--- EXERCISE INPUTS ---

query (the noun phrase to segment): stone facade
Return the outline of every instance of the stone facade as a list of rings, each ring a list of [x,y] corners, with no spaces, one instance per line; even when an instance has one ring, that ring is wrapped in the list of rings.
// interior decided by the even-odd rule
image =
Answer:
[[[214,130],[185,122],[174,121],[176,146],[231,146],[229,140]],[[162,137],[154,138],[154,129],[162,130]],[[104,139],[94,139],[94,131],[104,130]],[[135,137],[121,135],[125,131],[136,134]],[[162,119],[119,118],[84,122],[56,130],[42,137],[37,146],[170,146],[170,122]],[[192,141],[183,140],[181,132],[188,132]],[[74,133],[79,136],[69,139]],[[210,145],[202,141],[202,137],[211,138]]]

---

SET EXERCISE: Could you format these lines as a Markdown table with the columns "Row" and "Line", one line per row with its number, and blank lines left out?

TASK SOLUTION:
| Row | Line |
|---|---|
| 1 | query (the noun phrase to segment): stone facade |
| 2 | Return the outline of every instance of the stone facade as a list of rings, each ring a list of [x,y] corners, with no spaces, one instance per line; even when an instance has one ring, that ring is wrapped in the list of rings. |
| 3 | // interior decided by the even-odd rule |
| 4 | image = |
| 5 | Answer: |
| 6 | [[[214,130],[185,122],[174,121],[176,146],[231,146],[229,140]],[[162,137],[154,138],[154,129],[162,130]],[[104,139],[94,139],[94,131],[104,130]],[[135,137],[121,135],[125,131],[136,134]],[[162,119],[119,118],[84,122],[56,130],[42,137],[37,146],[170,146],[170,122]],[[192,141],[183,140],[181,132],[188,132]],[[74,133],[79,136],[69,139]],[[210,145],[202,141],[202,137],[211,138]]] |